Recovering Compensation in Security Guard Negligence Cases

Posted on July 27, 2020

If an outside security company is hired to provide workplace protection, but fails to protect workers, the security company may be liable for injuries under a negligent or breach of contract claim. The following article discusses security guard negligence cases in the workplace.

Third-Party Liability for Workplace Injuries

Some workplaces are protected by third-party security companies, rather than by workplace employees. Outside private security companies are paid to protect workers from harm that may occur in the workplace. Certain types of businesses such as banks, hotels, casinos, nightclubs, jewelers, and high-end retail stores commonly employ third-party security companies for protection.

When a security company fails to provide adequate protection due to negligent actions, injury victims may be entitled to compensation for their injuries. A lawsuit can be filed by a workers’ comp lawyer against third-parties for claims of negligence and breach of contract. The following actions that may constitute negligence.

Negligent Hiring

A security company must perform thorough background checks and talk to previous employers before hiring guards to ensure they don’t have a criminal history or pose any type of security risk. If the company fails to perform criminal background checks, they may be held liable for negligent security when victims are injured by coworkers.

[Text-to-region grounding data]

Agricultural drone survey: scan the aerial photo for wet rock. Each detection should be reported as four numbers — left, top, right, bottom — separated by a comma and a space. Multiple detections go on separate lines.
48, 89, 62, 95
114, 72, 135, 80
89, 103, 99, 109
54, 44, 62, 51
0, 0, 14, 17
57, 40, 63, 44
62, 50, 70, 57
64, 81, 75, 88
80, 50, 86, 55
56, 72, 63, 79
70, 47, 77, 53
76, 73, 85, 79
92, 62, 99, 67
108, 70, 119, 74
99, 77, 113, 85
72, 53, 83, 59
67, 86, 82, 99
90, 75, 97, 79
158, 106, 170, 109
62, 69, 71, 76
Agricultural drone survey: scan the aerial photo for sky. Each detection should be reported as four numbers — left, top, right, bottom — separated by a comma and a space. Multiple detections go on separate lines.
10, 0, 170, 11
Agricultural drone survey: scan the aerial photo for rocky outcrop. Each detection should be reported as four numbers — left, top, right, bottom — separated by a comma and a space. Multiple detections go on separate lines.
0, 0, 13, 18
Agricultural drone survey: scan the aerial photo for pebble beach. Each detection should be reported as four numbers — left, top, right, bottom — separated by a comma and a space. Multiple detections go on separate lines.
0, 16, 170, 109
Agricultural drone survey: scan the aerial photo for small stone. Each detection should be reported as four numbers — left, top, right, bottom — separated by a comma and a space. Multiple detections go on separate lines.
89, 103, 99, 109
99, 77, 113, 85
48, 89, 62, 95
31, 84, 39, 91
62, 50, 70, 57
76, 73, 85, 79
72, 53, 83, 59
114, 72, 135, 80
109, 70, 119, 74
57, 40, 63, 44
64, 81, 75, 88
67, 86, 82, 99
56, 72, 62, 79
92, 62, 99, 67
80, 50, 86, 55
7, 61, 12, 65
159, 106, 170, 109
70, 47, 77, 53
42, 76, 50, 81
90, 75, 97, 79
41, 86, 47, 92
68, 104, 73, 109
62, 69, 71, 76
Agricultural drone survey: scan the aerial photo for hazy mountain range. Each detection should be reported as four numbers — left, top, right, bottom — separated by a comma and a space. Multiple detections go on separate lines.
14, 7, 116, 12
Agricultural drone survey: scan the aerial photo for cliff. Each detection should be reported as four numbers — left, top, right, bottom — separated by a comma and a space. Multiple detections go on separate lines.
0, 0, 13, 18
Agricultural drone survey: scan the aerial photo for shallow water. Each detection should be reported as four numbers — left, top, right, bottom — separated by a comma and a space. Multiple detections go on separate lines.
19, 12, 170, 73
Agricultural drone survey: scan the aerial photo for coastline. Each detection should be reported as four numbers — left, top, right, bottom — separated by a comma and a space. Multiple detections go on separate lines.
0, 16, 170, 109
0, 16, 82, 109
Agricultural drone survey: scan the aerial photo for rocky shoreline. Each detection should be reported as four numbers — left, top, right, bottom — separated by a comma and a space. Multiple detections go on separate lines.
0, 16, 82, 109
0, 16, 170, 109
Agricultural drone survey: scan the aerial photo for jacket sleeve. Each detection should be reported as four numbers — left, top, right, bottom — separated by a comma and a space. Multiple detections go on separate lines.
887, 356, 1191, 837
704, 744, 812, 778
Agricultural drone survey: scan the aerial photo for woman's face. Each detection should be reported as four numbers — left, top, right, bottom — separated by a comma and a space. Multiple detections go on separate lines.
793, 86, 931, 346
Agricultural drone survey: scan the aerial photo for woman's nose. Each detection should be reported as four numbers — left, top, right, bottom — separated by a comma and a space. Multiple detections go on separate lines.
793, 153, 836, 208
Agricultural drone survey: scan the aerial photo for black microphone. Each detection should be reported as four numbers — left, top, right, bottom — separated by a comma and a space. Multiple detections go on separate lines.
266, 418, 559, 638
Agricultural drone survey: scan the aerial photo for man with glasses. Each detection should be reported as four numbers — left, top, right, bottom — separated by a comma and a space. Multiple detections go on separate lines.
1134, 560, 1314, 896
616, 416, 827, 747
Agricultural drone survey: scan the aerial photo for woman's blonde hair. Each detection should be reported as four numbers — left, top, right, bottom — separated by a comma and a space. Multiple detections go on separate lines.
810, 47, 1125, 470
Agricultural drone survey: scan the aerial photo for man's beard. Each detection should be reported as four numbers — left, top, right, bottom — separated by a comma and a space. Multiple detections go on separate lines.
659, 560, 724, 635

* [Work to be completed]
According to the article on security guard negligence, why must a security company perform thorough background checks and contact previous employers before hiring guards?

* [Answer to the exercise]
The company must do this to make sure the guards do not have a criminal history or pose any type of security risk. If it fails to perform criminal background checks, it may be held liable for negligent security when victims are injured by coworkers.